> [Work to complete]
(a) According to the appellate endorsement, in what country did the motor scooter accident take place?
(b) Duplicate the appellate endorsement from the words "COURT OF APPEAL" to the words "Defendant (Respondent)".

> [Provided passage]
COURT OF APPEAL FOR ONTARIO
CITATION: Salisbury v. Litman, 2015 ONCA 357
DATE: 20150515
DOCKET: C58023
Weiler, Cronk and Pepall JJ.A.
BETWEEN
Glynis Salisbury by her Litigation Guardian, Donna Salisbury
Plaintiff (Appellant)
and
Orin Litman
Defendant (Respondent)
Jane Poproski, for the appellant
Hugh M. Mackenzie and Kirryn G. Hashmi, for the respondent
Heard and released orally: May 13, 2015
On appeal from the judgment of Justice James C. Kent of the Superior Court of Justice, dated November 6, 2013.
ENDORSEMENT
[1] The appellant was seriously injured in a motor scooter accident in Mexico in January 1997 as a result of which she suffered serious brain injuries. She had to have an operation that removed a significant portion of her right temporal lobe.
[2] In April, 2000, the appellant served the respondent with a statement of claim in which she pleaded that she and her then boyfriend:
…each were driving their own rented motor scooter on a road on their way to a day of snorkelling when suddenly and without warning the Defendant who had been travelling behind the Plaintiff caused his scooter to collide with the Plaintiff’s scooter causing the Plaintiff to lose control of her scooter and as a result, was thrown off her scooter and landed on the ground.
[3] At the trial held in 2013, 16 years after the date of the accident, the appellant provided a different account of events. She testified that the respondent caused the accident when a strap connected to a bag on the back of his scooter caught her handlebar as he passed her and caused her to lose control of her scooter resulting in her injuries.
[4] At trail, a major issue was the reliability of the appellant’s memory. The trial judge found that the appellant was an honest witness but he dismissed the action on the basis that he was not satisfied she had proven that the respondent caused or contributed to the accident.

A portion of a data file:
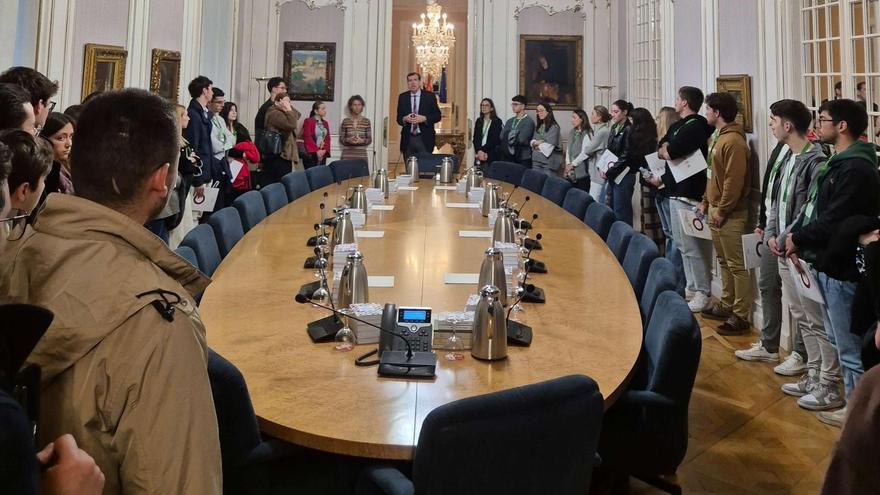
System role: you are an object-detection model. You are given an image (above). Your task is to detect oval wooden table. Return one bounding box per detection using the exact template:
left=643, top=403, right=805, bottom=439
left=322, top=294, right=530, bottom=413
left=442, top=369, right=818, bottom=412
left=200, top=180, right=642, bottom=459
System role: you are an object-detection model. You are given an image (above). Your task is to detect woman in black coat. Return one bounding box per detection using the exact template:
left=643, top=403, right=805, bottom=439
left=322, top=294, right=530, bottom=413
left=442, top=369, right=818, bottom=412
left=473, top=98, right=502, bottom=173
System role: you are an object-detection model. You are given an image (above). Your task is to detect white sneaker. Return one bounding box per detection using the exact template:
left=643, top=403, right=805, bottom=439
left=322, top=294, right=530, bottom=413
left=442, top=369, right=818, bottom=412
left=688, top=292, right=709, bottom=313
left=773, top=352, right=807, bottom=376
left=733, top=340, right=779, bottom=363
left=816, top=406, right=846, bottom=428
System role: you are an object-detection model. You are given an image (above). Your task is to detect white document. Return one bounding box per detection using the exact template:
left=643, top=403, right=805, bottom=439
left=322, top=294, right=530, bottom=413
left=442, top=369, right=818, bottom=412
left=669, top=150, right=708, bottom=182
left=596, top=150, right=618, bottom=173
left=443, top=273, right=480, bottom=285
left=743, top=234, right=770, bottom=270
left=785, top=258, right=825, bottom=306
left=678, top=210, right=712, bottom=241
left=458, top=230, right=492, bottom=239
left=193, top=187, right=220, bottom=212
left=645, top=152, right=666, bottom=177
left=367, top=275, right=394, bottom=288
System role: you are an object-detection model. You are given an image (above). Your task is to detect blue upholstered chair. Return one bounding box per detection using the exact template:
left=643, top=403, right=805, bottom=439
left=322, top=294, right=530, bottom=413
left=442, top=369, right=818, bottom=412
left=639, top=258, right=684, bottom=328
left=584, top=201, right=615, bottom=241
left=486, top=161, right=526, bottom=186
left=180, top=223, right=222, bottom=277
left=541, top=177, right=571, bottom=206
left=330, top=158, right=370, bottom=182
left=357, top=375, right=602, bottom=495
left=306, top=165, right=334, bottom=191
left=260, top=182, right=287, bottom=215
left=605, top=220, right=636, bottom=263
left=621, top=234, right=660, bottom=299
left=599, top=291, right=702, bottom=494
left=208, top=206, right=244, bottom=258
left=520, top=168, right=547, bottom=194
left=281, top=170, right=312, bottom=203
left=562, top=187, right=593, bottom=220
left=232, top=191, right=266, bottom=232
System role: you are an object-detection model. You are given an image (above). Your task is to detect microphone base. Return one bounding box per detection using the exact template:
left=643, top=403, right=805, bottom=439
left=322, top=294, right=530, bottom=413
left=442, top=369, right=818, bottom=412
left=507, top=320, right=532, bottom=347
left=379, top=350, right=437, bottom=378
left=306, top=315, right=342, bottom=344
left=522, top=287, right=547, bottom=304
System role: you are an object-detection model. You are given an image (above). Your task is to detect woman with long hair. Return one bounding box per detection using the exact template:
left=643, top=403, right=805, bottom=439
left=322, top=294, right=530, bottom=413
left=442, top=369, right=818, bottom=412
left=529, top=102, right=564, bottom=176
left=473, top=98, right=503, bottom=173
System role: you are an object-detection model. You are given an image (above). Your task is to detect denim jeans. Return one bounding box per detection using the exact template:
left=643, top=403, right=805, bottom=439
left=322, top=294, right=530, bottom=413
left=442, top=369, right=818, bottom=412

> [Outputs]
(a) Mexico

(b)
COURT OF APPEAL FOR ONTARIO
CITATION: Salisbury v. Litman, 2015 ONCA 357
DATE: 20150515
DOCKET: C58023
Weiler, Cronk and Pepall JJ.A.
BETWEEN
Glynis Salisbury by her Litigation Guardian, Donna Salisbury
Plaintiff (Appellant)
and
Orin Litman
Defendant (Respondent)